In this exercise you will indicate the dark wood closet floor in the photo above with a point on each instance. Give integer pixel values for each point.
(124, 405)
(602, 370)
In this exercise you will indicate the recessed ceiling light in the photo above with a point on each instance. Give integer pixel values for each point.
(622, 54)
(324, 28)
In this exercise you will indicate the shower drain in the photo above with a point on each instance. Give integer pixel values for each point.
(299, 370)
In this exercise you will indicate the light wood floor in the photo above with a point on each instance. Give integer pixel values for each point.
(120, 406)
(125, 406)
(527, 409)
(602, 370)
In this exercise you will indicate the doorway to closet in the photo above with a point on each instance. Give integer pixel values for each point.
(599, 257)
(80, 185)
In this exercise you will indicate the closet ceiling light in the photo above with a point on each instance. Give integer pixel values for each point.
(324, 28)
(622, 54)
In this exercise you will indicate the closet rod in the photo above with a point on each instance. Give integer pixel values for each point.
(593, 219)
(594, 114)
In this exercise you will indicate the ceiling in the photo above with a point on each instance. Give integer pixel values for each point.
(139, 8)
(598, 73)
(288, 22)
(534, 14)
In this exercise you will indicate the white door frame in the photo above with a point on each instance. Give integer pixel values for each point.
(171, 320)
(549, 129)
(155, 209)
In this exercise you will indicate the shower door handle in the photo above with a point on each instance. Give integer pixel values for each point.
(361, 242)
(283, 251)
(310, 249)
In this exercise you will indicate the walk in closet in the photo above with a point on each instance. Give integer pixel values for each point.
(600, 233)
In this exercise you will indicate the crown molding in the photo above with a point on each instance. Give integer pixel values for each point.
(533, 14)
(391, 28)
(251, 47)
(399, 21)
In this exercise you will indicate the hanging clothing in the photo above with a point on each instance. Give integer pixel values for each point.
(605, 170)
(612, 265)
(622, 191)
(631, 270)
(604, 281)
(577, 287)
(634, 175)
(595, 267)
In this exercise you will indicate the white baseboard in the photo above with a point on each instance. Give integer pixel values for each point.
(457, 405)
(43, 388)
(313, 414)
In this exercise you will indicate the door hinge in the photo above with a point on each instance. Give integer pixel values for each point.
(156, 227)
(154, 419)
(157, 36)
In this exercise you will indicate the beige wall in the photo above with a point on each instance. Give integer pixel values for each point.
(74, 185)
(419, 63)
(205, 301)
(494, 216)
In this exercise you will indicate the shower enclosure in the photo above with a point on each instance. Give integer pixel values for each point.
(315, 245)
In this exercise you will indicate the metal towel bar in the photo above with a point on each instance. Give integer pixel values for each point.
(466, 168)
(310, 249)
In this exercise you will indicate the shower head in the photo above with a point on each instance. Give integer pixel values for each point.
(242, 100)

::::::::::

- Objective -
Please write out every one of the entries above again, line for line and word for word, without changing anything.

- Response -
In this exercise you will indicate the dark wood closet floor in the photo above with a point on each instance. Give integer pixel values for each point.
(124, 405)
(602, 370)
In this exercise you will indicate the recessed ceiling light in the photo above with a point on each instance. Give integer pixel values for each point.
(622, 54)
(324, 28)
In this exercise you will indicate the shower drain in the photo above with a point on each instance. Give integer pixel values for each point.
(299, 370)
In this exercise you will indicate the light wood floor in the photo above with a point on each instance. Give integer pixel values for each point.
(120, 406)
(125, 406)
(527, 409)
(602, 370)
In this exercise you will indicate the doorway to closet in the photo above with a point on each instance. Give integer pixel values for each point.
(599, 257)
(80, 185)
In this exercise you will indicate the closet ceiling light in the photo above with a point on each instance. Give integer pixel values for each point.
(324, 28)
(622, 54)
In this exercise you will indicate the closet rod in the photo above with a point on each instance. Give integer pixel values for each point.
(593, 219)
(594, 114)
In this exercise you will indicate the ceiling in the photo above with a point on each instance. Give integer pixel values for each point.
(139, 8)
(598, 73)
(288, 22)
(534, 14)
In this exercise you will indicate the white door frame in the photo above with a point on each instance. Give integer pixel values for each point.
(171, 320)
(549, 129)
(155, 209)
In this exercise you will indicate the shower door handle in the photo above with a point on each instance. Give integer pixel values for each point.
(361, 242)
(283, 251)
(310, 249)
In this exercise you will indicate the walk in closet in the photo above with a point on each instance. Give integer pixel values for each point.
(600, 233)
In this exercise you will indicate the crown molding in the photo above with a point on each instance. Give integer pixel values for each point.
(533, 14)
(391, 28)
(251, 47)
(399, 21)
In this exercise you will indicate the hanging clothing in the photo above with a point on each instance. Give integer pixel values for each point.
(605, 170)
(612, 265)
(622, 191)
(631, 270)
(604, 281)
(577, 287)
(634, 175)
(595, 267)
In this exercise you will indicate the white baseboard in the photo above with a point on each instance. Give integer pixel values for each point.
(457, 405)
(43, 388)
(313, 414)
In this exercise you will indicate the door hinge in the photo above with a point on each instance. Give integer pixel values for each point.
(156, 227)
(154, 419)
(157, 36)
In this exercise you will indicate the beige wall in the photo above with a point on each instance. Give integer pixel values for each point.
(74, 185)
(419, 63)
(205, 301)
(494, 216)
In this exercise you will indicate the shower enclosure in the photo above with a point on each instance. Give integer pixel values for each point.
(315, 245)
In this exercise you will indicate the metal towel bar in the photo above with a point on each instance. Give integer pixel values for each point.
(466, 168)
(310, 249)
In this exercise you will indicate the shower head in the photo above with a point on each instance. Give integer pixel values for each point.
(242, 100)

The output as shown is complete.